— Goal of the exercise —
Change "single point" to "single marker" everywhere in the material below, and leave everything else unchanged.

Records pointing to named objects
═══

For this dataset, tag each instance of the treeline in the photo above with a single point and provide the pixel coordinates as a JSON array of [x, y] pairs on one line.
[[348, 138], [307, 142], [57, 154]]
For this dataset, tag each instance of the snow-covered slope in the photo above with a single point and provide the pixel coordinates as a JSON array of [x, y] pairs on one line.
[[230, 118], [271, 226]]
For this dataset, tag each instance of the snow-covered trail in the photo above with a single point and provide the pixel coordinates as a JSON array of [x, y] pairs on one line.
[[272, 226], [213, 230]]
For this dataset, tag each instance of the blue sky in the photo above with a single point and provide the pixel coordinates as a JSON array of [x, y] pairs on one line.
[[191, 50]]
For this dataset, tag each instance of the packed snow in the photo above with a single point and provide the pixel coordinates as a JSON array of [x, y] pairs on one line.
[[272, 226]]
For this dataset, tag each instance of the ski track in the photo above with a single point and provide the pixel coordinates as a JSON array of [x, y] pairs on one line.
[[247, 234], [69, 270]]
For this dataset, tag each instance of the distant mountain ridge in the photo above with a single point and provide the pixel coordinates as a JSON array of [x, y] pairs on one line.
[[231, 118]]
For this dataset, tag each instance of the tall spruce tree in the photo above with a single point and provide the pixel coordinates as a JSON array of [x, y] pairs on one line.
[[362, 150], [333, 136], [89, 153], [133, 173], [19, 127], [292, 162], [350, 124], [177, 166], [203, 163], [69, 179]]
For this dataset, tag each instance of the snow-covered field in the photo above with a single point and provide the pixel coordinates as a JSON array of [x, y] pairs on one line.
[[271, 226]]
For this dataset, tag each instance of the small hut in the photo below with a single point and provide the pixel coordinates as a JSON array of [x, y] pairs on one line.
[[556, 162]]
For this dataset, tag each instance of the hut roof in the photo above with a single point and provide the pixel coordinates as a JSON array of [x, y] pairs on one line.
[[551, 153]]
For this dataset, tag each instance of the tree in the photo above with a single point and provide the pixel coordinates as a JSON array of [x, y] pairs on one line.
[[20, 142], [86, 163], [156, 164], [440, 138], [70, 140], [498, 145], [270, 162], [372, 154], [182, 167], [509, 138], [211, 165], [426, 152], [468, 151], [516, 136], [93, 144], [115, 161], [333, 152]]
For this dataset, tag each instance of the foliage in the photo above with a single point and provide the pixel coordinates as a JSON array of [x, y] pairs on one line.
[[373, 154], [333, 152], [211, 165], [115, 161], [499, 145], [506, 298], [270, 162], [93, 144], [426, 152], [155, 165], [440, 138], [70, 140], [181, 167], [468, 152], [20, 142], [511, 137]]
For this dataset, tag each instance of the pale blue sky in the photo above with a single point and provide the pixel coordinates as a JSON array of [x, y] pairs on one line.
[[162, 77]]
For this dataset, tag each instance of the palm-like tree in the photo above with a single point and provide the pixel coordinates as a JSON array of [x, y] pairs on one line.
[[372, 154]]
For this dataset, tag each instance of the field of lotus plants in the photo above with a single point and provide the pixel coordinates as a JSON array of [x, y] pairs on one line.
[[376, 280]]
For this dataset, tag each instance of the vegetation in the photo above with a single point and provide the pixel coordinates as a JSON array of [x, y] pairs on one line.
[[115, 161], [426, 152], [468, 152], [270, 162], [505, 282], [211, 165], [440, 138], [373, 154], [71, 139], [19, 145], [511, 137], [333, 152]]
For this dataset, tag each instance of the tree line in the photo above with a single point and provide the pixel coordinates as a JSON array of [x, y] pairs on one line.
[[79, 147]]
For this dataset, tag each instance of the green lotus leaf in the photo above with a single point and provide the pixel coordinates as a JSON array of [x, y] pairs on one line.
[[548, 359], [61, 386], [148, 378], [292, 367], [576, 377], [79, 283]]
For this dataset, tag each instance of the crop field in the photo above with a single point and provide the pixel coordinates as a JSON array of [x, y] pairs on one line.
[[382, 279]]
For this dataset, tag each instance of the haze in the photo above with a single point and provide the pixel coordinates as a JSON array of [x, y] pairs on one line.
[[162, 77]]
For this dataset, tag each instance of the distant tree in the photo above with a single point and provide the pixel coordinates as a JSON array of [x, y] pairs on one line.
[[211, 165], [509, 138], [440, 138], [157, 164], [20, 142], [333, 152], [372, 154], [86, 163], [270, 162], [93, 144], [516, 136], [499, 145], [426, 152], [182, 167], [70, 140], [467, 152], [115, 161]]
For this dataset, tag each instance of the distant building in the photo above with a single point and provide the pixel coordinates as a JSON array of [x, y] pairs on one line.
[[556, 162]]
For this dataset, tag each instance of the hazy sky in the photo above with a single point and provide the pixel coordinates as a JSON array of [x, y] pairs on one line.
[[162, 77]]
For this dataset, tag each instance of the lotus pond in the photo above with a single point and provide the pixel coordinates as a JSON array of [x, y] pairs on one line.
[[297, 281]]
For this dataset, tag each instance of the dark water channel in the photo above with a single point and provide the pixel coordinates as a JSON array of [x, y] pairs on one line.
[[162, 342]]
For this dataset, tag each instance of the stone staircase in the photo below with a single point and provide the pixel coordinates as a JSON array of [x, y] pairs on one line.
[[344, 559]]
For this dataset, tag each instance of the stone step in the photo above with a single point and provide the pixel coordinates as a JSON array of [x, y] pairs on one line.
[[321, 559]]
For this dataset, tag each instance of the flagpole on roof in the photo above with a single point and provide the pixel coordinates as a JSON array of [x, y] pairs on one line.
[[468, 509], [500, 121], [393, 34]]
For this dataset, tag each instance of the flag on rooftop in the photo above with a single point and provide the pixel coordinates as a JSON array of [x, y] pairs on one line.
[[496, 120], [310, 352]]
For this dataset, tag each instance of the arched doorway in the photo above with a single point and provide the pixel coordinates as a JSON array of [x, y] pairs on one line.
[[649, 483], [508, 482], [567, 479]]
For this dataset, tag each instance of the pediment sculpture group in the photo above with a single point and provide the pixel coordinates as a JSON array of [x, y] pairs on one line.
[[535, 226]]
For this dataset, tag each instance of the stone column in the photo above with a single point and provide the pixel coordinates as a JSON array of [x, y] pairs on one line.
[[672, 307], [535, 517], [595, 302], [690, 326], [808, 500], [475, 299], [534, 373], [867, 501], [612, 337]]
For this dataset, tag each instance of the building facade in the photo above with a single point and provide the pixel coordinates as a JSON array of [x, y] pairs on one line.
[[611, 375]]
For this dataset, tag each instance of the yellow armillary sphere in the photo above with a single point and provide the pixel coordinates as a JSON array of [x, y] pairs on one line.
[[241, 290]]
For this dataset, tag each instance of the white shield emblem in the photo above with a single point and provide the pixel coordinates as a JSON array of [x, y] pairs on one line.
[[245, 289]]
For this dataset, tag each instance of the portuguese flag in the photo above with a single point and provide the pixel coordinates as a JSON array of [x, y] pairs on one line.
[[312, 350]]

═══

— Reply —
For this dataset, tag each instance of the treeline in the photo above with a single marker and provide the pixel coordinates as a JSON array of [x, y] pairs on one line.
[[348, 138], [307, 142], [57, 154]]
For this dataset, tag each instance of the snow-covered slope in the photo above with a single marker and provide the pixel coordinates as a JSON array of [x, y] pairs on one line.
[[230, 118], [271, 226]]
For this dataset, tag each instance of the snow-covered trail in the photo above with a single marker and provide the pixel coordinates as a JSON array of [x, y] pairs on one line.
[[272, 226], [213, 230]]
For this dataset, tag each instance of the blue sky in the photo above with a single marker and provide the pixel coordinates as a JSON array of [x, y] pairs on one line.
[[191, 50]]
For this dataset, tag each instance of the packed snow in the photo above with a single marker and provide the pixel coordinates as a JSON array of [x, y] pairs on one line.
[[272, 226]]
For this dataset, tag each instance of the ski track in the photo above with a single marker and provide the pixel coordinates as a JSON array of [x, y] pairs on one line.
[[247, 234], [69, 270]]
For this dataset, tag each instance of the distant mountain ridge in the photo above with a single marker and provide the pixel coordinates as a JSON array of [x, y] pairs on one line.
[[231, 118]]
For this dataset, tag each instance of the tall spruce tree in the photo above with a single marker and provide the pixel coordinates as a JSON array of [x, y] pairs on one line.
[[362, 150], [333, 136], [89, 153], [133, 173], [19, 127], [292, 162], [350, 124], [177, 166], [203, 163], [69, 179]]
For this dataset, tag each instance of the snow-covered field in the photo above with a single marker and provide the pixel coordinates as a JSON array of [x, y] pairs on one line.
[[271, 226]]
For this dataset, tag each instance of the small hut in the photo below with a single marker and provide the pixel coordinates as a JSON array of [x, y] pairs on one line.
[[556, 162]]
For this dataset, tag each instance of the hut roof in the photo above with a single marker and provide the pixel coordinates as a JSON array of [x, y] pairs on one line.
[[551, 153]]
For this dataset, tag each instance of the tree in the photo above with a single marker and provide the pixel coordinates as a JSON array of [x, y] pairs on one line.
[[20, 142], [86, 163], [156, 164], [440, 138], [70, 140], [498, 145], [270, 162], [372, 154], [182, 167], [509, 138], [211, 165], [426, 152], [468, 151], [516, 136], [93, 144], [115, 161], [333, 152]]
For this dataset, tag each instance of the foliage in the photo above with a single marker and provide the pixel coordinates as a JSON array of [x, y] pairs on one line.
[[373, 154], [333, 152], [211, 165], [115, 161], [499, 145], [506, 298], [270, 162], [93, 144], [426, 152], [155, 165], [440, 138], [70, 140], [181, 167], [468, 152], [20, 142], [511, 137]]
For this dataset, tag each instance of the pale blue sky in the photo above with a single marker and provide the pixel coordinates as a JSON array of [x, y] pairs on one line.
[[162, 77]]
For this dataset, tag each instance of the palm-like tree in the photo above with a single marker and provide the pixel coordinates as a JSON array of [x, y] pairs on one line.
[[372, 154]]
For this dataset, tag each instance of the field of lotus plants in the photo above with a single marker and provide the pixel coordinates as a JSON array of [x, y] pairs on one line.
[[376, 280]]
For this dataset, tag each instance of the vegetation in the photo above with a single marker and provide the pixel coordinates as a JSON array of [x, y] pairs on one line.
[[115, 161], [426, 152], [468, 152], [270, 162], [505, 282], [211, 165], [440, 138], [373, 154], [71, 139], [19, 145], [511, 137], [333, 152]]
For this dataset, tag each instance of the tree line in the photo above with a single marker and provide the pixel coordinates as a JSON array of [x, y] pairs on one line.
[[79, 147]]
For this dataset, tag each instance of the green lotus leaf in the photo above with a single marker and provide the pixel coordinates as a JSON array of [x, y] pairs on one line.
[[548, 359], [61, 386], [148, 378], [292, 367], [576, 377], [79, 283]]
For this dataset, tag each instance of the crop field in the photo above with a single marker and provide the pixel coordinates as a JSON array of [x, y] pairs on one line.
[[382, 279]]
For this dataset, tag each instance of the haze in the photo above with a single marker and provide the pixel coordinates as a JSON array of [x, y] pairs on one line.
[[162, 77]]
For this dataset, tag each instance of the distant tree in the photo above with a single marker and provide the pixel coordinates as a JSON array of [x, y] pairs on one line.
[[211, 165], [509, 138], [440, 138], [157, 164], [20, 142], [333, 152], [372, 154], [86, 163], [270, 162], [93, 144], [516, 136], [499, 145], [426, 152], [182, 167], [70, 140], [467, 152], [115, 161]]
For this dataset, tag each instance of the distant building in the photo above with a single marker and provide the pixel coordinates as a JSON array of [x, y] pairs on one line.
[[556, 162]]
For this dataset, tag each instance of the hazy sky in the photo above with a single marker and provide the pixel coordinates as a JSON array of [x, y] pairs on one line.
[[162, 77]]
For this dataset, tag each instance of the lotus pond in the photo above with a single marker and provide the pixel coordinates as a JSON array of [x, y] pairs on one line.
[[297, 281]]
For this dataset, tag each instance of the dark water channel in the photo above with a single marker and provide the pixel coordinates as a JSON array of [x, y] pairs on one line.
[[162, 342]]
For this dataset, tag each instance of the stone staircase in the photo below with a single marker and provide the pixel coordinates as a JSON array of [x, y] pairs on one line.
[[344, 559]]
For this dataset, tag each instance of the stone step in the photo above with a single marker and provide the pixel coordinates as a JSON array of [x, y] pairs on one line.
[[321, 559]]
For this dataset, tag each instance of the flagpole on roof in the photo above with a single marker and provide the pixel coordinates as a JSON array of [x, y] pairs on one line.
[[468, 509], [500, 121], [393, 34]]
For this dataset, tag each instance of the flag on rooftop in the photo above with a single marker and provide the pixel coordinates as a JSON array of [x, y] pairs on one line.
[[496, 120], [310, 352]]
For this dataset, tag each instance of the arched doorway in the photo above with a single marker and provide the pixel coordinates as a JSON array of [x, y] pairs on one line.
[[649, 483], [508, 482], [567, 479]]
For this dataset, tag each instance of the pediment sculpture group in the photo above with a single marker and provide the pixel coordinates as a JSON array of [x, y] pairs on one line.
[[535, 226]]
For this dataset, tag each instance of the stone column in the photo above with a single marker and provide the pixel coordinates as a JSON array of [x, y] pairs on one line.
[[672, 307], [535, 517], [595, 302], [690, 326], [808, 500], [475, 299], [534, 373], [867, 501], [612, 337]]
For this dataset, tag each instance of the building facade in the photo above with a single marker and provide the pixel coordinates as a JSON array of [x, y] pairs on one line.
[[611, 375]]
For this dataset, tag each instance of the yellow armillary sphere in the photo above with a single marker and provide the pixel coordinates as a JSON array of [x, y] pairs on one line.
[[241, 290]]
For this dataset, tag each instance of the white shield emblem in the photo above with a single marker and provide the pixel coordinates as a JSON array of [x, y] pairs on one line.
[[245, 289]]
For this dataset, tag each instance of the portuguese flag in the photo above with a single marker and provide the pixel coordinates as a JSON array of [x, y] pairs on one line.
[[312, 350]]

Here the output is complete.